■ **Problem to work on**
Extract the complete listing and repeat it word for word.

======== Supplied records

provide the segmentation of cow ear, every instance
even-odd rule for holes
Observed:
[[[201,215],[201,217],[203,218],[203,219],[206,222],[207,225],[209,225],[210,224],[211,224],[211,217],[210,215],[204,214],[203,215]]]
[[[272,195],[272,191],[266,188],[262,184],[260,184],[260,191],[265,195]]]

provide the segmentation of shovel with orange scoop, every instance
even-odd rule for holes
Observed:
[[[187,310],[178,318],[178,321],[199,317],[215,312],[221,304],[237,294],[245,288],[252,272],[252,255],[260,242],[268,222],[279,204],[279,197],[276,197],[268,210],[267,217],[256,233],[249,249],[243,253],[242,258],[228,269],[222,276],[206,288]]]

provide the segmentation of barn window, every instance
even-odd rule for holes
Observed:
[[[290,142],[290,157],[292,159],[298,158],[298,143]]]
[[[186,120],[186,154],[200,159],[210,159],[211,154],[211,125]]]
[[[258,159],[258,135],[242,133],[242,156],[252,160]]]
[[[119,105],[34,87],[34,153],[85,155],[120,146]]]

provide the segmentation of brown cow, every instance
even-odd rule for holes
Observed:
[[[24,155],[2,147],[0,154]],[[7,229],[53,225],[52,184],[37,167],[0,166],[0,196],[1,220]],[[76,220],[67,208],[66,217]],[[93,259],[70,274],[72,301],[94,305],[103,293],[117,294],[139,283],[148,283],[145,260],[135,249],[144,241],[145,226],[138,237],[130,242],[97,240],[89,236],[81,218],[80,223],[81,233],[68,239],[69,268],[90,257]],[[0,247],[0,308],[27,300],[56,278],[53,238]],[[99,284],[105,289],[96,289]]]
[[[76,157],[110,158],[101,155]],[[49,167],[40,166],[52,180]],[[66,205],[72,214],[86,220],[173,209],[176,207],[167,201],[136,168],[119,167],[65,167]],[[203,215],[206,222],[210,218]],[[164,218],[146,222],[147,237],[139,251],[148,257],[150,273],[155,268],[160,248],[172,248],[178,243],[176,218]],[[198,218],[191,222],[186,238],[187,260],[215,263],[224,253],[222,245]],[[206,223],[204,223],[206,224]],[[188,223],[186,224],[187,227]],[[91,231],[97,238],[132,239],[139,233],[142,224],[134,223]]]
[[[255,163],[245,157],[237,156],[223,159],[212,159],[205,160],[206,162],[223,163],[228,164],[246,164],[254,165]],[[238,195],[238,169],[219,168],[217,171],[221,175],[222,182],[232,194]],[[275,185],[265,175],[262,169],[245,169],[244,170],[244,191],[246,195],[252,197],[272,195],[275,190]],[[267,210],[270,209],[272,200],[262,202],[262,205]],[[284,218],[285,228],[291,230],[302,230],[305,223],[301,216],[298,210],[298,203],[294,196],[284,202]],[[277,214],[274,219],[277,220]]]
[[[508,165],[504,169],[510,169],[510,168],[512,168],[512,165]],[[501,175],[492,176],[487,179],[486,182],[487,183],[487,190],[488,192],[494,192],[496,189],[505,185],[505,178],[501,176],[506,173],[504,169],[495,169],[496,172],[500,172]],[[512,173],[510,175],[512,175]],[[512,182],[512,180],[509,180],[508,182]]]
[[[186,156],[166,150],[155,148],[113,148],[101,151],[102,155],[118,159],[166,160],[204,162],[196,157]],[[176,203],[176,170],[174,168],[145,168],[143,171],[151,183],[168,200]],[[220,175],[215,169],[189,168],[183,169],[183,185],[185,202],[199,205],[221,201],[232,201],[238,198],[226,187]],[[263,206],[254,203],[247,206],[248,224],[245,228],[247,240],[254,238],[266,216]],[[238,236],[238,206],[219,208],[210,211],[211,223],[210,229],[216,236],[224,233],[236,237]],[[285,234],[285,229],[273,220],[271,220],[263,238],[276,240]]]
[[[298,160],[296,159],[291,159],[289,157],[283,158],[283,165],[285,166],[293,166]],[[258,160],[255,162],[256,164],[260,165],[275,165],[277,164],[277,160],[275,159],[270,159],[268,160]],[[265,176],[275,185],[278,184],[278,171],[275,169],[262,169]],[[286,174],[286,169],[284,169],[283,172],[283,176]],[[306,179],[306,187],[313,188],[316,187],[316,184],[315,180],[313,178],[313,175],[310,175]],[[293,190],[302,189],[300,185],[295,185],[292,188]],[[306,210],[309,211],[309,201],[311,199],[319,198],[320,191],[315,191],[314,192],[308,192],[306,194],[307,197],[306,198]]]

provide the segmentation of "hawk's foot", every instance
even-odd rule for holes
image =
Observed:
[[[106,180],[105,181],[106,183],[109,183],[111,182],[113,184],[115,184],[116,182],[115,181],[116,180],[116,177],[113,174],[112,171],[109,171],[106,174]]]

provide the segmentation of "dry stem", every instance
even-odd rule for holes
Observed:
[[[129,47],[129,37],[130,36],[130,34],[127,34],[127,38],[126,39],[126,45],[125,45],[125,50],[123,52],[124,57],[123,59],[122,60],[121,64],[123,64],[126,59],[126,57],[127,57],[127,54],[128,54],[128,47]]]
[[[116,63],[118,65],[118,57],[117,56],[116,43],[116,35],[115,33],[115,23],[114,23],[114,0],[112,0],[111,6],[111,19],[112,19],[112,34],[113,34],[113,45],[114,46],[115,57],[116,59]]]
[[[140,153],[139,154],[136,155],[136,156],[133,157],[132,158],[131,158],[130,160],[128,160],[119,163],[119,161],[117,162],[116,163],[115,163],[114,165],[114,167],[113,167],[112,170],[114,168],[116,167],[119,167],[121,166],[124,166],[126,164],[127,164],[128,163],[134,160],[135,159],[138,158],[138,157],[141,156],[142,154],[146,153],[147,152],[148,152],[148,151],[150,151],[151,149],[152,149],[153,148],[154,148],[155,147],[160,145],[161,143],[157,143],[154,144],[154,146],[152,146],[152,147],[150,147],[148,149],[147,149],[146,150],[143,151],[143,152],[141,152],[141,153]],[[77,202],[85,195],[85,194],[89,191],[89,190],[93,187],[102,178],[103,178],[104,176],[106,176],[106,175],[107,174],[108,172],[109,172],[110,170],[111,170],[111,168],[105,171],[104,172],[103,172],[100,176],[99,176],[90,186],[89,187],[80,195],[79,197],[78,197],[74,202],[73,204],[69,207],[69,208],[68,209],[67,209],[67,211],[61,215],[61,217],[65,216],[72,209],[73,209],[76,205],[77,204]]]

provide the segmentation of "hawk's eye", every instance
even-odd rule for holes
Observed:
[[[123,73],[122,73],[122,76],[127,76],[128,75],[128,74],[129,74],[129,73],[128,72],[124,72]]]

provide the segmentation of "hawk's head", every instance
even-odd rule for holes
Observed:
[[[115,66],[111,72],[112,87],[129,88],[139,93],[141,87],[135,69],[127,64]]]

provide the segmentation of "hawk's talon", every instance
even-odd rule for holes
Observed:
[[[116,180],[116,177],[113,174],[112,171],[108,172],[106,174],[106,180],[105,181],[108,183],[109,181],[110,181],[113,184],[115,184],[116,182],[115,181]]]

================

■ **Final result**
provide the segmentation of cow ear, every instance
even-odd rule for holes
Observed:
[[[201,215],[201,217],[203,218],[203,219],[206,222],[207,225],[209,225],[210,224],[211,224],[211,217],[210,215],[204,214],[203,215]]]
[[[272,195],[272,191],[266,188],[262,184],[260,184],[260,191],[265,195]]]

provide the segmentation of shovel with orange scoop, every instance
even-odd rule for holes
Observed:
[[[187,310],[178,318],[178,321],[199,317],[215,312],[221,304],[237,294],[245,288],[252,272],[252,255],[260,242],[268,222],[279,204],[279,197],[276,197],[268,210],[267,217],[256,233],[249,249],[243,253],[242,258],[228,269],[222,276],[206,288]]]

provide the segmentation of barn window, every instance
even-odd rule for holes
Observed:
[[[290,142],[290,157],[292,159],[298,158],[298,143]]]
[[[186,120],[186,154],[200,159],[210,159],[211,154],[211,125]]]
[[[258,159],[258,135],[242,133],[242,156],[252,160]]]
[[[119,105],[34,87],[34,153],[85,155],[120,146]]]

provide the segmentation of brown cow, every instance
even-odd rule for holes
Observed:
[[[24,155],[2,147],[0,154]],[[7,229],[53,225],[52,184],[37,167],[0,166],[0,196],[1,220]],[[76,220],[67,208],[66,217]],[[93,259],[70,274],[72,301],[94,305],[103,293],[117,294],[139,283],[148,283],[145,260],[135,249],[144,241],[145,226],[138,237],[130,242],[97,240],[89,236],[81,218],[80,223],[81,233],[68,239],[69,268],[90,257]],[[0,247],[0,308],[27,300],[56,278],[53,238]],[[99,284],[105,289],[96,289]]]
[[[76,157],[110,158],[101,155]],[[49,167],[40,166],[52,180]],[[66,205],[72,214],[86,220],[173,209],[176,207],[167,201],[136,168],[119,167],[65,167]],[[203,215],[206,222],[210,218]],[[164,218],[146,222],[147,237],[139,251],[148,257],[150,273],[155,268],[160,248],[172,248],[178,243],[176,218]],[[198,218],[191,222],[186,238],[187,260],[215,263],[224,253],[222,245]],[[206,223],[204,223],[206,224]],[[188,223],[186,224],[187,227]],[[91,231],[97,238],[132,239],[139,233],[142,224],[134,223]]]
[[[255,163],[245,157],[237,156],[223,159],[212,159],[205,160],[206,162],[223,163],[228,164],[246,164],[254,165]],[[238,195],[238,169],[219,168],[217,171],[221,175],[222,182],[232,194]],[[275,185],[265,175],[262,169],[245,169],[244,170],[244,191],[246,195],[252,197],[272,195],[275,190]],[[267,210],[270,209],[272,200],[262,202],[262,205]],[[284,218],[285,228],[291,230],[302,230],[305,223],[301,216],[298,210],[298,203],[294,196],[284,202]],[[277,214],[274,219],[277,220]]]
[[[508,165],[504,169],[510,169],[510,168],[512,168],[512,165]],[[501,175],[492,176],[487,179],[486,182],[487,183],[487,190],[488,192],[494,192],[496,189],[505,185],[505,178],[501,176],[506,173],[504,169],[495,169],[496,172],[500,172]],[[512,173],[510,175],[512,175]],[[512,182],[512,180],[509,180],[508,182]]]
[[[186,156],[166,150],[155,148],[113,148],[101,151],[102,155],[118,159],[166,160],[204,162],[196,157]],[[176,203],[176,170],[174,168],[145,168],[143,171],[151,183],[168,200]],[[220,175],[215,169],[189,168],[183,169],[183,185],[185,202],[199,205],[221,201],[232,201],[238,198],[226,187]],[[263,206],[254,203],[247,206],[248,224],[245,228],[247,240],[254,238],[266,216]],[[238,236],[238,206],[219,208],[210,211],[211,223],[210,229],[216,236],[224,233],[236,237]],[[285,234],[285,229],[273,220],[271,220],[263,238],[276,240]]]
[[[298,160],[296,159],[291,159],[289,157],[283,158],[283,165],[285,166],[293,166]],[[258,160],[255,162],[256,164],[260,165],[275,165],[277,164],[277,160],[275,159],[270,159],[268,160]],[[265,176],[275,185],[278,184],[278,171],[275,169],[262,169]],[[286,174],[286,169],[284,169],[283,172],[283,176]],[[306,179],[306,187],[313,188],[316,187],[316,184],[315,180],[313,178],[313,175],[310,175]],[[293,190],[302,189],[300,185],[295,185],[292,188]],[[306,210],[309,211],[309,201],[311,199],[319,198],[320,191],[315,191],[314,192],[308,192],[306,194],[307,197],[306,198]]]

provide the segmentation of "hawk's foot", every instance
even-odd rule for holes
image =
Observed:
[[[106,180],[105,181],[106,183],[109,183],[111,182],[113,184],[115,184],[116,182],[115,181],[116,180],[116,177],[113,174],[112,171],[109,171],[106,174]]]

provide the segmentation of "dry stem", every instance
even-odd rule for holes
Observed:
[[[129,47],[129,37],[130,36],[130,34],[127,34],[127,38],[126,39],[126,45],[125,45],[125,50],[123,52],[124,57],[123,59],[122,60],[121,64],[123,64],[126,59],[126,57],[127,57],[127,54],[128,54],[128,47]]]
[[[116,63],[118,65],[118,57],[117,56],[116,43],[116,35],[115,33],[115,23],[114,23],[114,0],[112,0],[111,6],[111,19],[112,19],[112,34],[113,34],[113,45],[114,46],[115,57],[116,59]]]
[[[140,153],[139,154],[136,155],[136,156],[133,157],[132,158],[131,158],[130,160],[128,160],[119,163],[119,161],[117,162],[116,163],[115,163],[114,165],[114,167],[113,167],[112,170],[114,168],[116,167],[119,167],[121,166],[124,166],[126,164],[127,164],[128,163],[134,160],[135,159],[138,158],[138,157],[141,156],[142,154],[146,153],[147,152],[148,152],[148,151],[150,151],[151,149],[152,149],[153,148],[154,148],[155,147],[160,145],[161,143],[157,143],[154,144],[154,146],[152,146],[152,147],[150,147],[148,149],[147,149],[146,150],[143,151],[143,152],[141,152],[141,153]],[[77,202],[85,195],[85,194],[89,191],[89,190],[93,187],[102,178],[103,178],[104,176],[106,176],[106,175],[107,174],[108,172],[109,172],[110,170],[111,170],[111,168],[105,171],[104,172],[103,172],[100,176],[99,176],[90,186],[89,187],[80,195],[79,197],[78,197],[74,202],[73,204],[69,207],[69,208],[68,209],[67,209],[67,211],[61,215],[61,217],[65,216],[72,209],[73,209],[76,205],[77,204]]]

provide the segmentation of "hawk's eye", every instance
even-odd rule for holes
Observed:
[[[123,73],[122,73],[122,76],[127,76],[128,75],[128,74],[129,74],[129,73],[128,72],[124,72]]]

provide the segmentation of "hawk's head", every instance
even-odd rule for holes
Observed:
[[[115,66],[111,72],[112,87],[129,88],[139,93],[141,87],[135,69],[127,64]]]

provide the segmentation of "hawk's talon", every instance
even-odd rule for holes
Observed:
[[[116,180],[116,177],[113,174],[112,171],[108,172],[106,174],[106,180],[105,181],[108,183],[109,181],[110,181],[113,184],[115,184],[116,182],[115,181]]]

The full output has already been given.